GOAL.
Please carry on the mailing-list post below about running a Singularity conference, picking up right after its last sentence.

PASSAGE GIVEN.
RE: Re: Confronting The Singularity Conference

From: phil osborn (philosborn@hotmail.com)
Date: Sun Jun 04 2000 - 01:20:03 MDT


>From: natashavita@earthlink.net
>Subject: RE: Re: Confronting The Singularity Conference
>Date: Tue, 30 May 2000 10:22:32 -0700
>
>"Eliezer S. Yudkowsky" wrote on
>Tue, 30 May 2000 10:39:41 -0500
> ------------------
>Robin Hanson wrote:
>
>"I wonder what would happen if you organized a 'party/poster'
>conference by just having a very large room with dozens of whiteboards,
>and with snacks and chairs distributed throughout. There would
>be no official schedule or map, and you'd spend the whole weekend
>wandering about joining whatever discussions or presentations
>formed "spontaneously." Any dispute about what a group talked
>about in a location would be handled as at a party, with the
>option of one group walking away to do what they want somewhere
>else."

EXTRACTED INFORMATION.

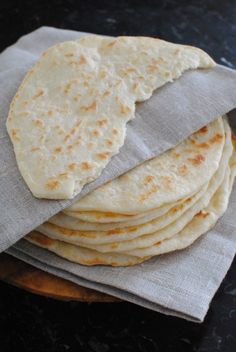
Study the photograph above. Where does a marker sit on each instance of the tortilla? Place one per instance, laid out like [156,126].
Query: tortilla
[81,255]
[155,231]
[162,180]
[69,115]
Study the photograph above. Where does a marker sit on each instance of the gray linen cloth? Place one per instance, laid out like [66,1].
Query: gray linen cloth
[181,283]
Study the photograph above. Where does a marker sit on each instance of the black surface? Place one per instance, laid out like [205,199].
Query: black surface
[32,323]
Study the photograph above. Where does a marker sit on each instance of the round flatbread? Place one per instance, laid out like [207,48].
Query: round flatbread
[161,180]
[148,234]
[69,115]
[81,255]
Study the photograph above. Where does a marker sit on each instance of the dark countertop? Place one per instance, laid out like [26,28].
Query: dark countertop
[32,323]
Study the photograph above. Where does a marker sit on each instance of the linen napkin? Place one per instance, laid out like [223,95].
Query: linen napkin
[181,283]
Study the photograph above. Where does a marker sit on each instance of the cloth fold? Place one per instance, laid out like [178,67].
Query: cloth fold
[181,283]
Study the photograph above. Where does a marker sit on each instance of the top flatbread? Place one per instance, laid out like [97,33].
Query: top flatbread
[69,115]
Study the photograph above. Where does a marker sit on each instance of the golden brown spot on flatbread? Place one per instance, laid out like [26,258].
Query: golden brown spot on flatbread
[70,147]
[102,122]
[69,54]
[77,97]
[24,103]
[183,169]
[124,109]
[38,94]
[115,231]
[152,68]
[135,86]
[114,245]
[57,149]
[111,43]
[197,160]
[103,155]
[51,185]
[92,106]
[40,238]
[82,60]
[85,83]
[90,144]
[64,175]
[149,193]
[14,134]
[109,142]
[203,145]
[160,60]
[72,131]
[131,69]
[167,74]
[103,74]
[106,93]
[35,149]
[148,179]
[204,129]
[95,261]
[50,112]
[167,181]
[85,165]
[217,138]
[202,214]
[178,207]
[38,123]
[72,166]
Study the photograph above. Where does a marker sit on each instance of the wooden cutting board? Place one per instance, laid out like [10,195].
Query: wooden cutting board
[20,274]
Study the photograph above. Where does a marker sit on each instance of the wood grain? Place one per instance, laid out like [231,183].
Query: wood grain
[25,276]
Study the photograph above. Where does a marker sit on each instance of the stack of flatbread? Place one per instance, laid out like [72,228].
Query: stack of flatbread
[163,205]
[69,118]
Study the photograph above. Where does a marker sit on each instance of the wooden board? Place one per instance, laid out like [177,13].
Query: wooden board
[20,274]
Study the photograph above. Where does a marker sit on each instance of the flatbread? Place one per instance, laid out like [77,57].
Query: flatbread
[81,255]
[69,115]
[162,180]
[201,223]
[73,223]
[119,240]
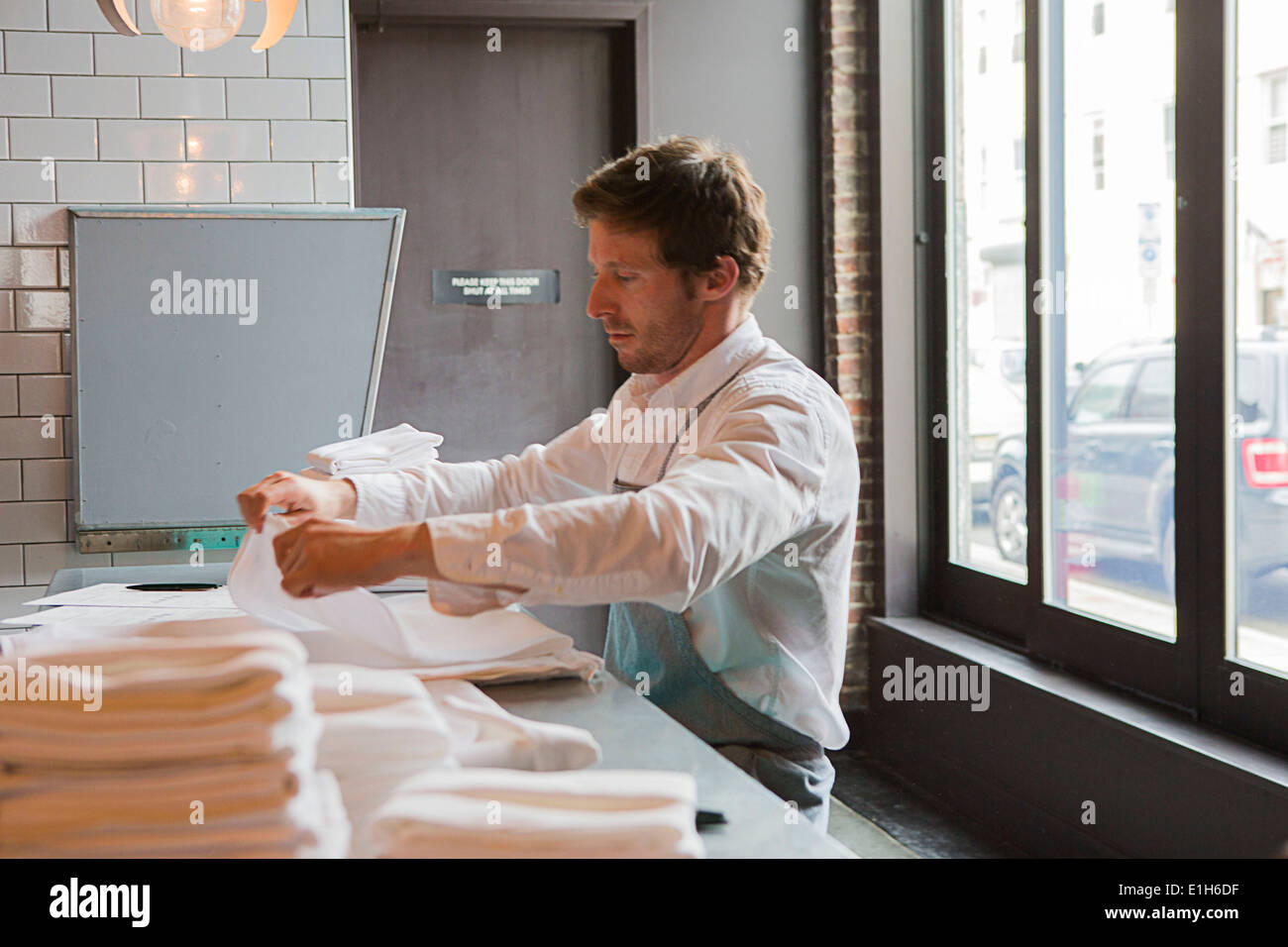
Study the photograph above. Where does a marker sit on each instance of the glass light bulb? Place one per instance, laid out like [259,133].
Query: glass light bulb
[198,25]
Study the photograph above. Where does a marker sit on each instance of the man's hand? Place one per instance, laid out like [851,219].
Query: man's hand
[303,496]
[320,557]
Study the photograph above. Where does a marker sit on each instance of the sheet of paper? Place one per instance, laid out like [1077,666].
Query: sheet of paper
[107,615]
[119,594]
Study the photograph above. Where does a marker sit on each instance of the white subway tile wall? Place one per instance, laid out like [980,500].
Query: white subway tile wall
[88,116]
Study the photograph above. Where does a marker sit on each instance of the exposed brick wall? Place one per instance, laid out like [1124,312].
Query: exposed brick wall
[851,290]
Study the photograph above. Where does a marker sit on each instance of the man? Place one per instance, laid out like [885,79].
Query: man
[722,548]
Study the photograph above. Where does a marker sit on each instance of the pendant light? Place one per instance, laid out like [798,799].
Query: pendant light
[201,25]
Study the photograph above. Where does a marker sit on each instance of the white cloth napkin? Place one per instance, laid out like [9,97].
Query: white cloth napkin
[223,720]
[488,813]
[487,735]
[381,727]
[391,449]
[403,631]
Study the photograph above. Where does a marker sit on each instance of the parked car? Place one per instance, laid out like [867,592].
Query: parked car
[1115,480]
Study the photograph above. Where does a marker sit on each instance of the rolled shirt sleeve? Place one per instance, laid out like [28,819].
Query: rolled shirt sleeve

THE REPLY.
>
>I like this spin on creative brain-storming. In most, criticism
>is not permitted or interrupting a person's expression. Every
>idea, no matter how frivolous is accepted because these ideas
>tend to trigger best solutions. In your design, the rules, in
>this regards, would be social skills and common sense, which
>would include not interrupting or censoring inappropriately.
>
>We performed a type of creativity session at university where
>we had butcher paper on all walls of the room and students were
>given total imagination-stretch to do with the white whatever
>they wanted. Usually, a person needs some sort of direction,
>or theme for the process to get motivated. This is different
>than bringing a type of creative thinker into a room with a specific
>scenario to build on, and giving total freedom to create and
>exchange ideas. Considering this, I might participate differently
>if I was with you (Robin), Max, Greg, Amara, and Eli than I would
>E. Shaun, Fiorella Terenze, Stelarc, Nadia and Francis Ford Copola.
> But then again, maybe not. Both groups are comprised of individuals
>whose creativity crosses disciplinary boundaries. Much of the
>outcome depends on the dynamics of the group and communication
>abilitiese.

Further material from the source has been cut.